* _PASSAGE FOR REVIEW_
Leptin is mainly secreted by fat cells and plays a crucial role in the immune response as an immune modulator [53, 54]. Monocytes treated with leptin increase the production of type 1 cytokines, including IL-1β, IL-6, TNF, and resistin [55, 56]. Adiponectin can inhibit the ROS/NF-κB/NLRP3 inflammatory pathway [57], activate the anti-inflammatory cytokine interleukin-10 (IL-10), and reduce pro-inflammatory cytokines such as interferon-gamma (IFN-γ), IL-6 and TNF-α in human macrophages [58]. The results of this meta-analysis showed that leptin and adiponectin levels were not linked to SAP. However, it is still unclear whether leptin and adiponectin have different effects at different stages of inflammation, or whether an imbalance among leptin, adiponectin and other adipokines may inhibit their regulation of the immune response, or whether there are other possible mechanisms, which need to be confirmed by more studies. Although most studies show that visfatin appears to have pro-inflammatory effects [33‐35, 59‐62], there are some studies that show the opposite [29, 30, 63]. In response to this seemingly contradictory result, the study by Sayers et al. may give us some insight. They found a possible bimodal effect of extracellular Nampt (eNampt) monomer on the stimulation of insulin secretion by β-cells [64]. Whether this bimodal effect is equally reflected in the stimulatory effect of endolipin on inflammatory factors and the modulation of the inflammatory response, and whether it is this bimodal effect that leads to the unstable prediction of SAP by visfatin, remain to be further explored.

Heterogeneity was observed in our pooled analysis. The resistin results were greatly influenced by two studies, while the leptin results were mainly affected by one study. Several factors such as regions, research samples, and detection reagents can affect the outcomes. Small sample sizes can also lead to accidental findings, making heterogeneity between studies inevitable. However, the stability of the results was confirmed even after removing the heterogeneous studies. Furthermore, sample size and mean age of the patients may be associated with resistin heterogeneity. It has been shown that the adverse effects of obesity appear to be reduced in older populations [65]. Khatua et al. suggested that the different visceral triglyceride saturation status could have varying effects on AP severity, explaining the obesity paradox [66]. Based on the results of the subgroup analysis in this meta-analysis, it appears that the mean age of patients has an effect on adiposity factors and resultantly affects AP severity, which may provide a new thought for the obesity paradox.

* _STORED DATA_
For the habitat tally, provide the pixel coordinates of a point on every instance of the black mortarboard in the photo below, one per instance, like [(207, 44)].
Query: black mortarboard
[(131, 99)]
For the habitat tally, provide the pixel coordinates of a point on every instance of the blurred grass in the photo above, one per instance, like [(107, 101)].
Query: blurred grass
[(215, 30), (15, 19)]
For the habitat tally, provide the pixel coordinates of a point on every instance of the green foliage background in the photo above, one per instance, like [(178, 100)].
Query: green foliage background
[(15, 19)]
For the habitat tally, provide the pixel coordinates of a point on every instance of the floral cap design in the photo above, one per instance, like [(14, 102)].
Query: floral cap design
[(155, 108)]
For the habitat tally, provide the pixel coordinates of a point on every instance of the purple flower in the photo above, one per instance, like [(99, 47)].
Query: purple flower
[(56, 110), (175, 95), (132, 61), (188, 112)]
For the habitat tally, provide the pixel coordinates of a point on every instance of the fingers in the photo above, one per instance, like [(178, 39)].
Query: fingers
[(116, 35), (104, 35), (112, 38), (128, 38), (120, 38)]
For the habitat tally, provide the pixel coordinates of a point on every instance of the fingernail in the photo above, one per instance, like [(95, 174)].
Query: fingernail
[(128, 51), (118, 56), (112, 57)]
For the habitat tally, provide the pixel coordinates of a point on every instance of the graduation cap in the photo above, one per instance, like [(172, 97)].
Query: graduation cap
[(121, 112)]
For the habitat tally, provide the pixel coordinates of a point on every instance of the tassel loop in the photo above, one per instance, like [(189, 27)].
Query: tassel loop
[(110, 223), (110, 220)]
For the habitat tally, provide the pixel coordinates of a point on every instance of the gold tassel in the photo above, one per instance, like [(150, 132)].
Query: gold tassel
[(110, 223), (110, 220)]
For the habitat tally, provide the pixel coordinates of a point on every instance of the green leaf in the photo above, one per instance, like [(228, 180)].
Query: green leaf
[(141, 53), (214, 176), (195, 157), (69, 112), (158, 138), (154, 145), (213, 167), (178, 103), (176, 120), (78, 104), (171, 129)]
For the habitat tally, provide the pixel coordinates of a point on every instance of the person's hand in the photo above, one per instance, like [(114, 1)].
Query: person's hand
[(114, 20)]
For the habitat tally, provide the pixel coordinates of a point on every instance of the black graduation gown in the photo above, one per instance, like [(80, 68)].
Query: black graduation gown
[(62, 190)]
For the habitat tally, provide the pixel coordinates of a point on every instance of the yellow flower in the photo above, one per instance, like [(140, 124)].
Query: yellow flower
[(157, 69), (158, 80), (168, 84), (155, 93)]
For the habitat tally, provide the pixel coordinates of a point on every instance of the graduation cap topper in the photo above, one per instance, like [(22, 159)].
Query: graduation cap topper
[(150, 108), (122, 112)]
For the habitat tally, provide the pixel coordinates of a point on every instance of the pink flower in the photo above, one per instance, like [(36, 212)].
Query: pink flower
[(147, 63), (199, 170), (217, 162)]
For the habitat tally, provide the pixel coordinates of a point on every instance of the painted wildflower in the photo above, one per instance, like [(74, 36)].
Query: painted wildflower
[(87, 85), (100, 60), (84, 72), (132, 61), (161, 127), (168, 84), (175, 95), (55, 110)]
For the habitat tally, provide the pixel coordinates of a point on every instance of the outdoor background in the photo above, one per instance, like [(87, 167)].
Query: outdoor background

* _SET OF TASKS_
1. In the adipokine passage, list every cytokine that monocytes treated with leptin are said to produce more of.
2. Write the next part of the adipokine passage, picking up after its last sentence.
The data play no part in this work.

* _ANSWERS_
1. IL-1β, IL-6, TNF, resistin

2.
There are some limitations to this meta-analysis. Firstly, all studies included were case-control studies with inherent selection, information and confounding biases. Secondly, the sample size was moderate for the included studies and a few of the eligible studies had small sample sizes. Thirdly, changes in testing methods and diagnostic criteria over time may have contributed to the different pooled results between publication years in the subgroup analysis.

In conclusion, the results of this meta-analysis suggest high levels of resistin levels are associated with an increased risk of SAP, indicating resistin may be a potential biomarker. Moreover, serum or plasma samples can be easily obtained for resistin detection, and the assay is uncomplicated and can be performed in many laboratories. Since it is often challenging for a single indicator to accurately predict the severity of AP, it may be possible in the future to predict SAP by testing for the levels of resistin in conjunction with other indicators or by incorporating resistin into a scoring system.